USC's President Is Stepping Down Amid An Abuse Scandal Involving The School's Gynecologist

"We have heard the message that something is broken and that urgent and profound actions are needed," USC's board of trustees said in a letter.

University of Southern California President C.L. Max Nikias will step down amid the growing scandal involving a gynecologist accused of abusing students at the campus health center, the board of trustees announced Friday.

"We have heard the message that something is broken and that urgent and profound actions are needed," the board said in a letter to the USC community. "Today, President Nikias and the Executive Committee of the Board of Trustees have agreed to begin an orderly transition and commence the process of selecting a new president."

The announcement comes in the wake of increasing outrage over the university's handling of repeated complaints against George Tyndall, who allegedly inappropriately touched students and made sexually and racially discriminatory comments for nearly two decades, following an investigation by the Los Angeles Times.

Multiple women later told BuzzFeed News that Tyndall inserted his fingers into their vaginas, often without gloves, and told them it was part of their examination. He was also accused of making inappropriate, sexual comments. One woman said he grabbed her breasts, another said he commented on her tight pelvic floor muscles and said she should "try to keep it tight" for her partner.

Since revelations about the Tyndall accusations came to light last week, thousands have signed online petitions calling for Nikias's suspension or resignation, and at least six women have filed civil lawsuits against the university for allegedly ignoring repeated complaints against the doctor for years.

On Tuesday, 200 professors demanded in a letter that Nikias, who has served as president since 2010, resign, saying he had "lost the moral authority to lead."

In response, the board said in a statement that, while trustees were "troubled" by the allegations, they were standing by Nikias and had "full confidence" in his "leadership, ethics, and values and is certain that he will successfully guide our community forward."

But Friday, the board changed course, saying it understood "the need for change."

"Our pledge to this community is that we will rebuild our culture to reflect an environment in which safety and transparency are of paramount importance, and to institute systemic change that will prevent this from occurring in the future," the board said.

After being contacted by the Los Angeles Times, USC disclosed May 15 that Tyndall resigned in 2017 after a yearlong investigation sparked by a complaint from a staff member.

The statement said there had been numerous other complaints made against the veteran physician, adding that it was unclear as to why he was able to keep his position.

Hours later, the Times published its own investigation into Tyndall's behavior.

The newspaper reported that over the doctor's nearly 30-year tenure, staff and patients repeatedly complained about the doctor touching women inappropriately during pelvic exams and making sexually suggestive remarks about their bodies.

********

Problems to work on
a: In the article on the USC president stepping down, how many professors signed the Tuesday letter demanding that Nikias resign?
b: Repeat a passage from the article on the USC president stepping down word for word, beginning at the words "USC's President Is" and stopping after the words "trustees announced Friday.".

********

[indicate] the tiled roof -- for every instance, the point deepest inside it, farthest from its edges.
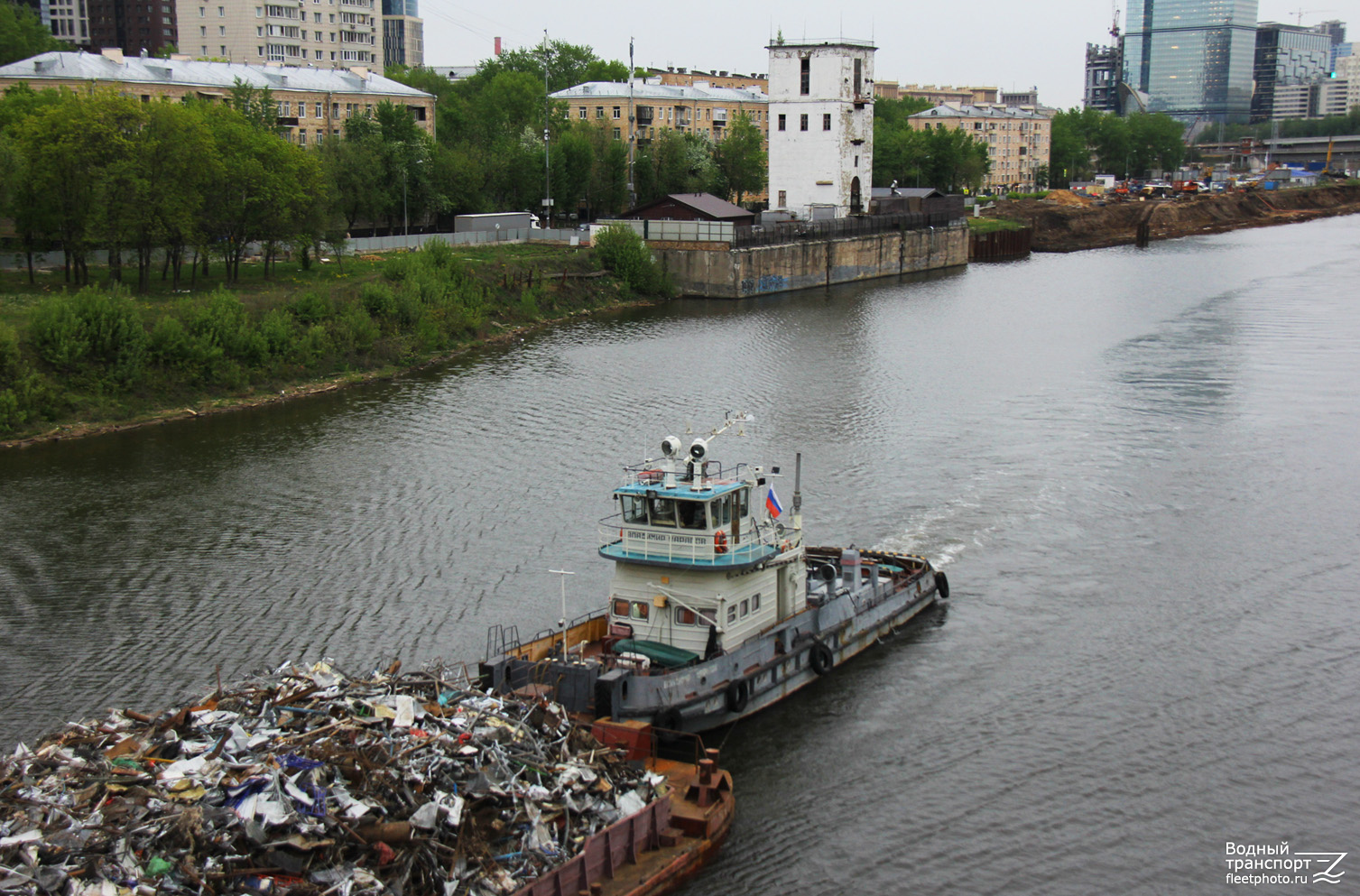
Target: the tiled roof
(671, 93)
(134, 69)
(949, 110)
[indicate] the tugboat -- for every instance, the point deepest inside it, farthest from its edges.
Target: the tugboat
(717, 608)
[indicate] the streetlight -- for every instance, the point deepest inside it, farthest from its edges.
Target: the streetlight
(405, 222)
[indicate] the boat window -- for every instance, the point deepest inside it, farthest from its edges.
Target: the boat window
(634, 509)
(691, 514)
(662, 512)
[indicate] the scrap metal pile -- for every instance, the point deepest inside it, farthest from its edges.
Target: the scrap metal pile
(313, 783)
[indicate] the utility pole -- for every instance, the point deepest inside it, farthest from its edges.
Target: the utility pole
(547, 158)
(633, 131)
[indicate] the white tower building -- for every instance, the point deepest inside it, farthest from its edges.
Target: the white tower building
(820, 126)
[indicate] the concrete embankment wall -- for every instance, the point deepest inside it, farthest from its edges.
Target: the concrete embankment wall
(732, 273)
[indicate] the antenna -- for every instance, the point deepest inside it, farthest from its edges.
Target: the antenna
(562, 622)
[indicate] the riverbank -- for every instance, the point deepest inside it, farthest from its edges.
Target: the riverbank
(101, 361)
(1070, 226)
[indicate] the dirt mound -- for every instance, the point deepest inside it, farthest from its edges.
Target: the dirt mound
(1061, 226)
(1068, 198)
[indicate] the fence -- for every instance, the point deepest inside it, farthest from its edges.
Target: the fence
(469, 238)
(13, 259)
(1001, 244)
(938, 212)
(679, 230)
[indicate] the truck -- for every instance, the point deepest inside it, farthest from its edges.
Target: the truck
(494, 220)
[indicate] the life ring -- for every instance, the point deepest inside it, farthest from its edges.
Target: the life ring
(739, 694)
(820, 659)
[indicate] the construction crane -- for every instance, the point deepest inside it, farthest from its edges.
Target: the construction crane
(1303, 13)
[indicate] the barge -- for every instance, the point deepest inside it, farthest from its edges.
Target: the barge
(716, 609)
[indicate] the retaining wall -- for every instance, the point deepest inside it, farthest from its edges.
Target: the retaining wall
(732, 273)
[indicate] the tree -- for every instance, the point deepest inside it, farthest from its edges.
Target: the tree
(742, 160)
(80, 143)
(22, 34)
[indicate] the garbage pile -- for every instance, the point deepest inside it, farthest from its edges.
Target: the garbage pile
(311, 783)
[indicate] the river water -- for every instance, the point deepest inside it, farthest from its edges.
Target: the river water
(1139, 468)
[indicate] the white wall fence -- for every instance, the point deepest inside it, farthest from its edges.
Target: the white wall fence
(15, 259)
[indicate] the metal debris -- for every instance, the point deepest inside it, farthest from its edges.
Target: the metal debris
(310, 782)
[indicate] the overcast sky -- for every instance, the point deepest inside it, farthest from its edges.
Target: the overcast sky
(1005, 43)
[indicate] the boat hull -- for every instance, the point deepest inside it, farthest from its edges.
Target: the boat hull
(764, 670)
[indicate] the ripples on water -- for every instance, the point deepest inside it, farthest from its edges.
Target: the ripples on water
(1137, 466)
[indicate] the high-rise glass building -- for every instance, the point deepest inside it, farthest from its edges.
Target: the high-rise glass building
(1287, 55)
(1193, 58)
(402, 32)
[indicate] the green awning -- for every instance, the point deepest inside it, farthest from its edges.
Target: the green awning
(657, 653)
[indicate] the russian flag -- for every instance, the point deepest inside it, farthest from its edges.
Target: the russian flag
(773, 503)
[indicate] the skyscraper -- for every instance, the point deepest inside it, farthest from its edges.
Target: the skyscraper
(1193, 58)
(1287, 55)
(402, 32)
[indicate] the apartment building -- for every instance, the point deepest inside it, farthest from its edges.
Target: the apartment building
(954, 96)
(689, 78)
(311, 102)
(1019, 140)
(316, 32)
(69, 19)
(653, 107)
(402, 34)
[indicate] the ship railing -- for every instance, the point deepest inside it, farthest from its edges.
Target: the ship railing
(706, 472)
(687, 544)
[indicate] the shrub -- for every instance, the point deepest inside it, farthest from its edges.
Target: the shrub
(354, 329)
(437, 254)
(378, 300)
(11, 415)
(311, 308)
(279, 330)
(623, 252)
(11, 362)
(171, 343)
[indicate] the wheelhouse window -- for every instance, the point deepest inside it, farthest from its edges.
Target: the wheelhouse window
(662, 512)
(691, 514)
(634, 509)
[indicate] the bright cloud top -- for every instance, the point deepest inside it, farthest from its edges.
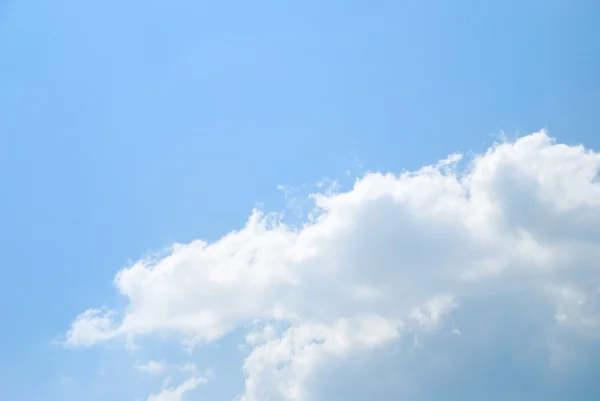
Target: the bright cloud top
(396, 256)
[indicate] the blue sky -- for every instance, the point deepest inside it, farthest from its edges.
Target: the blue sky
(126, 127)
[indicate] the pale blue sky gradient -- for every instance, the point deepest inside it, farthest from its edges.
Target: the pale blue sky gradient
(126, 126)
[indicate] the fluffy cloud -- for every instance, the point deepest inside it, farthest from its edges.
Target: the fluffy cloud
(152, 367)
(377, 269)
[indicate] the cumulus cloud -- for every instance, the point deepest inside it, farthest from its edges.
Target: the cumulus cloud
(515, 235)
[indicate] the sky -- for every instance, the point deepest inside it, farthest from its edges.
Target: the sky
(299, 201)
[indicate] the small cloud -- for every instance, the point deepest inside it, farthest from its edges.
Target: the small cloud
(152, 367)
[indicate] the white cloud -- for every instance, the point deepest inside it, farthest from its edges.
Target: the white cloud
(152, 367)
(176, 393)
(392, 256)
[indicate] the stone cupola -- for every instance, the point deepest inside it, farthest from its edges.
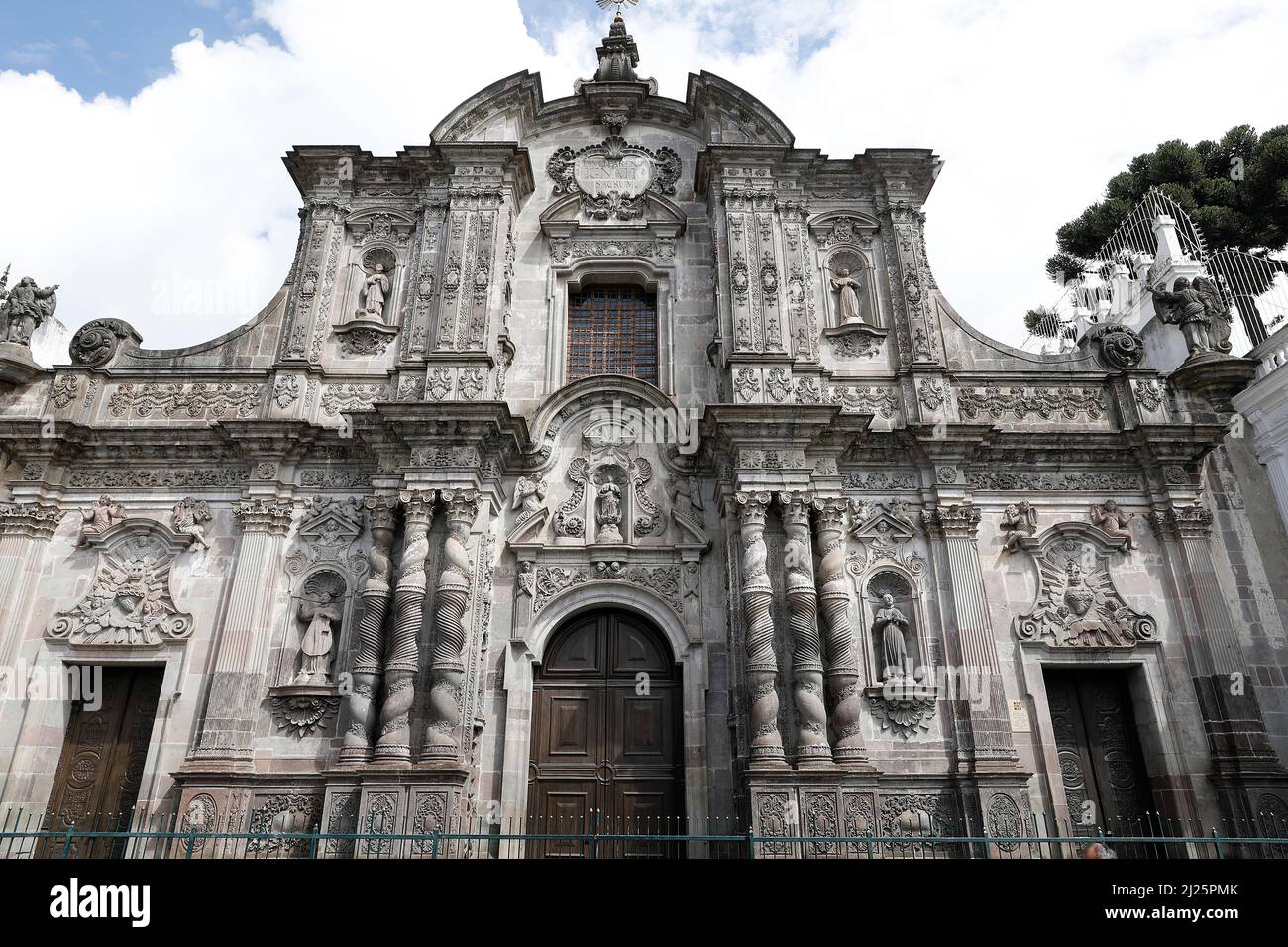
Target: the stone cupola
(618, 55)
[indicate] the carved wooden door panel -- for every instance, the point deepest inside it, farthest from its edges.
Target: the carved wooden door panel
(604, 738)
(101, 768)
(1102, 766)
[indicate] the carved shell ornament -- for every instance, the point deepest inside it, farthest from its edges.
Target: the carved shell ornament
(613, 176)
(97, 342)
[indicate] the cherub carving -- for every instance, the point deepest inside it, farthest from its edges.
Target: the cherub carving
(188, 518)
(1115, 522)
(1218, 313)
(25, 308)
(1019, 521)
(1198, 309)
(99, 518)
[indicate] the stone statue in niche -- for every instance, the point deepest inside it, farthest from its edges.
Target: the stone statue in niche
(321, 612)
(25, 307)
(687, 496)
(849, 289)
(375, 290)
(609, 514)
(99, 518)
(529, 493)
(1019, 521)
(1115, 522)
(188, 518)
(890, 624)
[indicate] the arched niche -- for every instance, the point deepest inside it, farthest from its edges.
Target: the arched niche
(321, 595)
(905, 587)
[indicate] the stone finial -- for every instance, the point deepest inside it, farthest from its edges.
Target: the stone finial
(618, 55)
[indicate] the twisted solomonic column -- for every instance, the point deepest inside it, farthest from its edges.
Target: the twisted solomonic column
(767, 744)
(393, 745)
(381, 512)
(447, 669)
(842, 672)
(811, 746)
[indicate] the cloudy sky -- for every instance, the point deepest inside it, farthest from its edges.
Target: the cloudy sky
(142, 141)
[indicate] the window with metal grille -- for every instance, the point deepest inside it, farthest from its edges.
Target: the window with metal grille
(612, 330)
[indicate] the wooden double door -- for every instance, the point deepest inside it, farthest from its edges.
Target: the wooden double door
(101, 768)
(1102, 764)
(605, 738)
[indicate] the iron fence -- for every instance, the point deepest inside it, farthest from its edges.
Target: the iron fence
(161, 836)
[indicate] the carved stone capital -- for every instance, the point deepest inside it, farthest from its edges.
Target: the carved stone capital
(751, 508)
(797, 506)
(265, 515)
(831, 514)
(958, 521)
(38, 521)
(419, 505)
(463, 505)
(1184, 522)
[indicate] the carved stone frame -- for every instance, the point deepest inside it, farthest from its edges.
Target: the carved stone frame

********

Task solutions
a: 200 professors.

b:
USC's President Is Stepping Down Amid An Abuse Scandal Involving The School's Gynecologist

"We have heard the message that something is broken and that urgent and profound actions are needed," USC's board of trustees said in a letter.

University of Southern California President C.L. Max Nikias will step down amid the growing scandal involving a gynecologist accused of abusing students at the campus health center, the board of trustees announced Friday.